**SELECTED EXTRACT**
Many of us have that special Nana or Papa in our lives that enrich us and that we cherish like no other. When I was little my Grandpa was my most favorite relative. We visited often and spent lots of time building things. With him, I could do anything. When I was seven he passed away and life at that age was different, but the idea or feelings behind such a loss at a young age are different than that of an adult. I missed him so much and couldn't understand why he wasn't coming back or wouldn't be with Grandma when we visited. Over time, that loss changed and grew into other aspects of my life. I started to miss him at big events, graduation, sports, and dances. Even to this day, I was missing him when I got married, had my two boys, and now just in every day life.
My Grandma and I had become closer over the years and she has always been in my life no matter where we moved or traveled to. She is a kind and gentle soul. I see my Grandpa in her all the time. They loved to travel and experience life! I have so many memories of sitting and talking about my life plans or ideas or even career paths to my Grandma. She has lived a full life and managed to stick around to age 90, just about to 91! There are some medical concerns for her and she has had quiet the time going in and out of the hospital lately, but I am starting to see life differently, as if she is teaching me a lesson.

**SUPPLIED DATA**
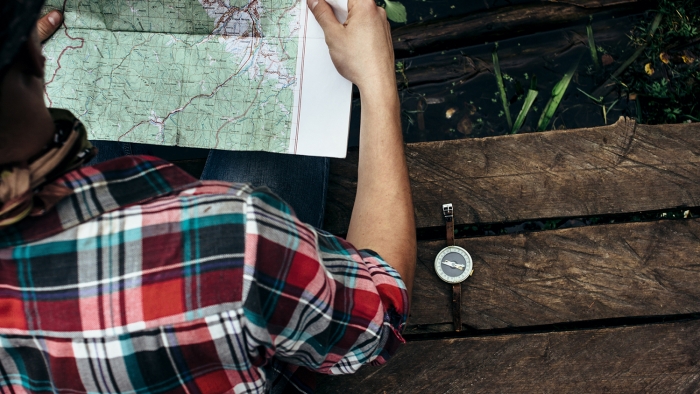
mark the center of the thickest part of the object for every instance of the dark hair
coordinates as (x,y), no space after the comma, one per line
(17,19)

**REQUIRED ACTIONS**
A. Rewrite the stretch of the reflection on grandparents from "My Grandma and" through "me a lesson.", replacing "Grandma" with "Nana".
B. According to the reflection on grandparents, how old was the writer when Grandpa passed away?
C. Go on with the reflection on grandparents from the point where it stops.

**WRITTEN ANSWERS**
A.
My Nana and I had become closer over the years and she has always been in my life no matter where we moved or traveled to. She is a kind and gentle soul. I see my Grandpa in her all the time. They loved to travel and experience life! I have so many memories of sitting and talking about my life plans or ideas or even career paths to my Nana. She has lived a full life and managed to stick around to age 90, just about to 91! There are some medical concerns for her and she has had quiet the time going in and out of the hospital lately, but I am starting to see life differently, as if she is teaching me a lesson.

B. Seven years old.

C.
I realize that life is precious and can be quickly taken in a heart beat. I also see a woman with a mind as sharp as a 50 year old trapped in a body that is seemingly falling apart. My heart hurts for her for that reason. I can only imagine how that must feel. You want so badly to go to do something but you just cant. This woman has been such an icon in our lives and here she is, relying on all of us, to maintain her and keep her well. I want her to know that I value her life, love, and heart. She believes in doing what you feel is right and believing in yourself no matter what. She exemplifies, what I feel, is the ideal friend, wife, and mother. I'm not ready to lose her. I never will be. None of us are.
I want to thank her for being there. I want to thank her for loving me and taking care of me and my mom when we needed it the most. The three of us have had quite a trip and a hysterical one at that. I only hope that she can get better, there is so much more to see and do in this life. Her grand kids love her and we love her that life would not be the same, but it would be enriched with the knowledge that she has given us over our lifetimes. I love you Grandma, I hope and pray that you get better soon and that you get to do the things you want before you leave us. Thank you for all that you have done for me, sometimes I feel as though I don't deserve it all, but it is greatly appreciated. I hope you know that.
Love You Dearly! Well, we all do!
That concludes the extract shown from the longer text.